-- Exercise materials --
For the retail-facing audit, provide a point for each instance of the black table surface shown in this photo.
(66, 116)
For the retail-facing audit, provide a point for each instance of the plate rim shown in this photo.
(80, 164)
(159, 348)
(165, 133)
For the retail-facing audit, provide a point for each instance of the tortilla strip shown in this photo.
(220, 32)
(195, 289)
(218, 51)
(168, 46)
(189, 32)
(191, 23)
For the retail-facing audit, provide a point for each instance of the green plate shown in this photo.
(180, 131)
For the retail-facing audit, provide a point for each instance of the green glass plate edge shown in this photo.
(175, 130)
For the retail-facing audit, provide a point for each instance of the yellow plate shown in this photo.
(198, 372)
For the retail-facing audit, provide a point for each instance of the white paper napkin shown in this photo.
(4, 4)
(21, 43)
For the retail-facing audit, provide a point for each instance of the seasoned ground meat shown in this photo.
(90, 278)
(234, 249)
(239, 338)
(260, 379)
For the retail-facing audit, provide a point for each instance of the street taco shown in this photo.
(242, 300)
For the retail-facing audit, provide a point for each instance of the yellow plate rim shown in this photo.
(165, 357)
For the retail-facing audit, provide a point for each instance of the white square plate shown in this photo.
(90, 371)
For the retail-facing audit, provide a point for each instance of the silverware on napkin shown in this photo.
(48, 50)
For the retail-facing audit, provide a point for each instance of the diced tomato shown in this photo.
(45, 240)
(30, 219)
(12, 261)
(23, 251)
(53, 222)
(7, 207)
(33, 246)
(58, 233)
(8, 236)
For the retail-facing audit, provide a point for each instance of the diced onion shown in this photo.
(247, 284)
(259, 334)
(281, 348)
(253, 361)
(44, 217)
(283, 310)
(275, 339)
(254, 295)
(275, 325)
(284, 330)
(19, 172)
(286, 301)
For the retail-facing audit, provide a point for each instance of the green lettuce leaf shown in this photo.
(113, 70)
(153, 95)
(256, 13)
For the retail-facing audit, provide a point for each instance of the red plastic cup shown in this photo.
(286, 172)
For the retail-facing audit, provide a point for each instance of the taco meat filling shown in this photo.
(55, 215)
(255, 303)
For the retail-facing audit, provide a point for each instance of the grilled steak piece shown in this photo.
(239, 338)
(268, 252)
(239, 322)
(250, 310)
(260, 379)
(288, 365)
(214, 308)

-- Exercise goal --
Write out every item above as a two-column CSV with the header item_text,answer. Use one row per item, and put each value in its own double-quoted field with any line breaks replaced by spaces.

-- Correct result --
item_text,answer
"For the retail-facing audit, provide a point for each instance of the black table surface shown in this photo.","(66, 116)"
"For the retail-facing audit, provide a point for each instance of the plate rim shown in this photo.","(80, 164) (159, 348) (165, 133)"
"For the retail-facing audit, provide a point for each instance of the tortilla strip shown in this photo.","(220, 32) (195, 289) (218, 51) (168, 46) (189, 32) (191, 23)"
"For the retail-facing audit, provide a point for each instance of the green plate shown in this photo.","(180, 131)"
"For the retail-facing audit, provide a point for each instance of the green glass plate edge shown in this photo.","(175, 130)"
"For the retail-facing audit, provide a point for each instance of the yellow plate shown in this photo.","(198, 372)"
"For the retail-facing audit, provide a point for each instance of the white paper napkin shown in this photo.","(4, 4) (21, 43)"
"For the retail-facing audit, provide a point for each instance of the seasoned ground meat shown in this photo.","(90, 278) (234, 249) (239, 338) (260, 379)"
"For the retail-facing audit, provide a point for each instance of the street taco shown in this photo.","(242, 300)"
"For the retail-facing audit, provide a point for each instance of the yellow plate rim shown in this photo.","(165, 357)"
"For the retail-facing audit, provide a point for each instance of the white square plate shown in this photo.","(90, 371)"
"For the retail-facing audit, provide a point for each instance of the silverware on napkin shown in this photo.","(48, 50)"
"For the retail-facing audit, provide a point for each instance of the diced tomato shown in this photo.","(45, 240) (30, 219) (12, 261) (23, 251) (53, 222) (7, 207) (33, 246) (58, 233) (8, 236)"
"For the retail-facing audit, provide a point for each instance of the diced onion shown in this photo.","(247, 284) (259, 334) (281, 348) (253, 361) (44, 217) (283, 310) (275, 339) (254, 295) (275, 325) (284, 330) (19, 172) (286, 301)"
"For the retail-facing audit, provide a point for each instance of the green lettuce leaf shown in this photo.","(113, 70) (153, 95) (256, 13)"
"For the retail-facing audit, provide a point for each instance of the red plastic cup shown in this photo.","(286, 172)"
"For the retail-facing audit, provide a point for each instance of the taco meat filling shown in this photo.","(55, 215) (255, 303)"
"For the retail-facing audit, provide a point for each instance of the grilled steak piece shown in this photo.","(239, 338) (268, 252) (239, 322) (250, 310) (260, 379) (288, 365) (214, 308)"